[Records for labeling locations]
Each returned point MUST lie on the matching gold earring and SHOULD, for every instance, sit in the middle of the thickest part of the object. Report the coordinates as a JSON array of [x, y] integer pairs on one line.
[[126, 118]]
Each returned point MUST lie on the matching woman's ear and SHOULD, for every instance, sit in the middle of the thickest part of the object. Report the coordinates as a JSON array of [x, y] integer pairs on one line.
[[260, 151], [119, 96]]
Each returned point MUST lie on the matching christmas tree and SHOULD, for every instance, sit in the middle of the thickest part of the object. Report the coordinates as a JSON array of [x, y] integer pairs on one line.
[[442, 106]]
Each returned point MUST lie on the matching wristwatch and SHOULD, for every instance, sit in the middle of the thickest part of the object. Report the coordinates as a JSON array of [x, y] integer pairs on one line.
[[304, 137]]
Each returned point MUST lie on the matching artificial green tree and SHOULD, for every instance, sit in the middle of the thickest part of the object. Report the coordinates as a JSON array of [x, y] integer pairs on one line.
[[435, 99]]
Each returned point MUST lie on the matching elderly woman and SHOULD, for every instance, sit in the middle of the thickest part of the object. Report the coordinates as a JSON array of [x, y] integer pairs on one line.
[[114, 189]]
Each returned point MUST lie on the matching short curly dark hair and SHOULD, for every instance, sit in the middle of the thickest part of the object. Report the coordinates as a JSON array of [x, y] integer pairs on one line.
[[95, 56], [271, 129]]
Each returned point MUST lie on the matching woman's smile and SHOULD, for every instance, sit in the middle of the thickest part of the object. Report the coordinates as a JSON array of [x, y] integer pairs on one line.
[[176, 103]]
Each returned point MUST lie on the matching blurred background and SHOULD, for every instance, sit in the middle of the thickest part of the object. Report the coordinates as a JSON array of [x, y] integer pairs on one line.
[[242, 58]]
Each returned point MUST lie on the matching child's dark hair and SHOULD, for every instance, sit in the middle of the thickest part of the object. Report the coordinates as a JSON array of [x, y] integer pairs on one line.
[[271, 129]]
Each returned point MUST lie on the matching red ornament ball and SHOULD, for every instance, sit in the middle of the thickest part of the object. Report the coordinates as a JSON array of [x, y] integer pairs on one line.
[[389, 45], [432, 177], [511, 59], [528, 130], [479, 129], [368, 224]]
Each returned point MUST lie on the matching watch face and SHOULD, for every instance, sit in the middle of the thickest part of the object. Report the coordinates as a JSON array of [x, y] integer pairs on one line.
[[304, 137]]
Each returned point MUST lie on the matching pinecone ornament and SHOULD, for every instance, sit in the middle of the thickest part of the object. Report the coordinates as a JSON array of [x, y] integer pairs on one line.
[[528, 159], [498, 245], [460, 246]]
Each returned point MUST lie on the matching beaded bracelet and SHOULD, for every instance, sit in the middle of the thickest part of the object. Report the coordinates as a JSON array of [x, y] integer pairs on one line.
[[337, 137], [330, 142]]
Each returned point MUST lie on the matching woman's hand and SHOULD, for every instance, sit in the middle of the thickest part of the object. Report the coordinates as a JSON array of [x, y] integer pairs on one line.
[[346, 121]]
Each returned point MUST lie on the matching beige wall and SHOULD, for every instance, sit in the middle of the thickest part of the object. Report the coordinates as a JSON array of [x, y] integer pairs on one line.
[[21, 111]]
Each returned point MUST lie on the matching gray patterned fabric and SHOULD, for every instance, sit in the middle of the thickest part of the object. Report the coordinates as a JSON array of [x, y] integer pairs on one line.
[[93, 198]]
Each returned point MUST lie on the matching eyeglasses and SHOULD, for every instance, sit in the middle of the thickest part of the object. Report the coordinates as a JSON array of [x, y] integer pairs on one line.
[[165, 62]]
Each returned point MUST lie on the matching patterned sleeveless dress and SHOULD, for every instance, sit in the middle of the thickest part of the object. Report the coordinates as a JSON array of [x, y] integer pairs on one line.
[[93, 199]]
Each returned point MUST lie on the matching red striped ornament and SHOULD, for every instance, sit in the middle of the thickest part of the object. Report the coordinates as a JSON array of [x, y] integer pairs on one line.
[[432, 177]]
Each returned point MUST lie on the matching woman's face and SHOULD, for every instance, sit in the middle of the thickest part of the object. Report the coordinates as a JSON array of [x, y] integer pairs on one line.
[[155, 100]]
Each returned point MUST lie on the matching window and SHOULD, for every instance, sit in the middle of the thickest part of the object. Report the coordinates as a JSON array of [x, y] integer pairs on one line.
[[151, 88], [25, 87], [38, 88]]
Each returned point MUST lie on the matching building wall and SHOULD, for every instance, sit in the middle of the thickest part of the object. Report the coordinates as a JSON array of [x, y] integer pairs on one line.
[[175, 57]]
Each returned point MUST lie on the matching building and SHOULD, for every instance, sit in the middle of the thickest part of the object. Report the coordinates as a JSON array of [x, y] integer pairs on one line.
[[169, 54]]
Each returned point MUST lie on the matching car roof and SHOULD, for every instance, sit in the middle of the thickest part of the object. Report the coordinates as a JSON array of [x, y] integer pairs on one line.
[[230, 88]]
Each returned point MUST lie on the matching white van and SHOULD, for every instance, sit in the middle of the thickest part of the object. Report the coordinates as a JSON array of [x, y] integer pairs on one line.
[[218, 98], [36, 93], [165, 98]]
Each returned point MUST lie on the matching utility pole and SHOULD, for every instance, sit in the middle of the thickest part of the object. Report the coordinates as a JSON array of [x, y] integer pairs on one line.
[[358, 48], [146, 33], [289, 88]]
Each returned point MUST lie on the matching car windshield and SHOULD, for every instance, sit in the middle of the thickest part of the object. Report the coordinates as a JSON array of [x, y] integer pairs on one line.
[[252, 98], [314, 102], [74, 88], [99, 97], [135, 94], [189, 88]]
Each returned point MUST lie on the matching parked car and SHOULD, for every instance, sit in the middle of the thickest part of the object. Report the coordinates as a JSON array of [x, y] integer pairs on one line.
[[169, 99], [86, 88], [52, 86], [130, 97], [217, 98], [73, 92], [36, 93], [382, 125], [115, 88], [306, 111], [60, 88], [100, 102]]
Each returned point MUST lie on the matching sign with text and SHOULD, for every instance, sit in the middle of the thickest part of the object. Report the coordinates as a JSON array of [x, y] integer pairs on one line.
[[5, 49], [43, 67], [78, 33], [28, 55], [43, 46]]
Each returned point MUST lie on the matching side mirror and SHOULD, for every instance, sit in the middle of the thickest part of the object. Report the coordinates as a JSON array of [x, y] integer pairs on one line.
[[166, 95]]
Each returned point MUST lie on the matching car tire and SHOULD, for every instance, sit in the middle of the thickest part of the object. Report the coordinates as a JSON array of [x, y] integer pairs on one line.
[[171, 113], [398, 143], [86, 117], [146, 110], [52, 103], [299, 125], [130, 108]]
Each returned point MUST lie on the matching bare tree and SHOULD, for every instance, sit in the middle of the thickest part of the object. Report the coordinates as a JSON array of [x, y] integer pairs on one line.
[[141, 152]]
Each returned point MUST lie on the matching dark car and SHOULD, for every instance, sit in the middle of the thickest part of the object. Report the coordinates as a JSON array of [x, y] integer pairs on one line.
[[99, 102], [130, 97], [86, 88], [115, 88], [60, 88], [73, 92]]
...
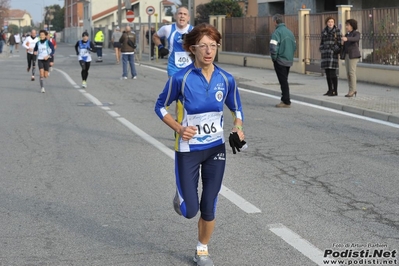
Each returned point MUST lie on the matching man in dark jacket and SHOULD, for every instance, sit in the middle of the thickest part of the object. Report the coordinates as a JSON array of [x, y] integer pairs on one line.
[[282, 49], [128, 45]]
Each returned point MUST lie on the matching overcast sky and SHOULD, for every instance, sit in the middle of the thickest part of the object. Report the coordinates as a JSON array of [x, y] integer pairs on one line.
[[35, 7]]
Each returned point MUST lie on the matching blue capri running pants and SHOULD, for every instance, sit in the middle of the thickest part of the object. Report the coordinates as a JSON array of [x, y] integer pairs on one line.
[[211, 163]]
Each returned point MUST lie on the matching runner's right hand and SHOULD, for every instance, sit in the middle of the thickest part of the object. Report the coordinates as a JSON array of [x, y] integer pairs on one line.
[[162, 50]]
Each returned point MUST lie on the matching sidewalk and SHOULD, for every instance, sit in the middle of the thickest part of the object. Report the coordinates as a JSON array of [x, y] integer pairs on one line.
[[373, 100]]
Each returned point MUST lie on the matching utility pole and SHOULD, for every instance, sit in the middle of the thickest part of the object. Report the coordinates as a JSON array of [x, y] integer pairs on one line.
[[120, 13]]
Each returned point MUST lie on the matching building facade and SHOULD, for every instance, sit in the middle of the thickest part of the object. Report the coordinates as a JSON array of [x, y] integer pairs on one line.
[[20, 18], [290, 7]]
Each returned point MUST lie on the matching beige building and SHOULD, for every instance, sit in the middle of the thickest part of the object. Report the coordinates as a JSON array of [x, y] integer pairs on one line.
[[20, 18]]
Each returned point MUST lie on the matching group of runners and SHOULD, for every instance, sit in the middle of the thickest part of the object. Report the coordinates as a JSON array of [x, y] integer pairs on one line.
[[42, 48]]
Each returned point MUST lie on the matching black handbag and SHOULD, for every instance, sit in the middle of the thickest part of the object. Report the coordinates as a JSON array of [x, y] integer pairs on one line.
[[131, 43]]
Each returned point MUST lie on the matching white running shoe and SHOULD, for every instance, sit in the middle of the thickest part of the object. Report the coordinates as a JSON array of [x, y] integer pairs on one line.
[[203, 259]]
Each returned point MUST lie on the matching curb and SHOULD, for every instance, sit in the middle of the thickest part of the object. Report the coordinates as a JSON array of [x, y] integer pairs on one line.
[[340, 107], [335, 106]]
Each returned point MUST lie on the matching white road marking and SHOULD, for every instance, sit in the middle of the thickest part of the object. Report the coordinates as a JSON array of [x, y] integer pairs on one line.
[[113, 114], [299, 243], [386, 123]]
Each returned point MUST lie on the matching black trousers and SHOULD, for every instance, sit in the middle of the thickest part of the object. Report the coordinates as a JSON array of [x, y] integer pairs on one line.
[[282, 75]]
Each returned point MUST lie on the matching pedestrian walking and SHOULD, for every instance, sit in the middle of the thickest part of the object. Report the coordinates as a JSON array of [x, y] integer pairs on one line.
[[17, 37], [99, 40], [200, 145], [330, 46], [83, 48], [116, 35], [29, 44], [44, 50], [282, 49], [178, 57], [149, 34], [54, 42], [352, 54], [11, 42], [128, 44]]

Short task: Swap "christmas tree" for "pine tree" in the stretch from the line that contains "Each returned point MUST lie on the matching christmas" through the line that contains "[[442, 106]]", and return only those lines with everything else left unchanged.

Task result:
Each returned point MUST lie on the matching pine tree and SHOULD, for every instance, sit in the middle of the thickest part of the object. Report the coordinates as a JSON array of [x, y] integer pairs on one line.
[[442, 106]]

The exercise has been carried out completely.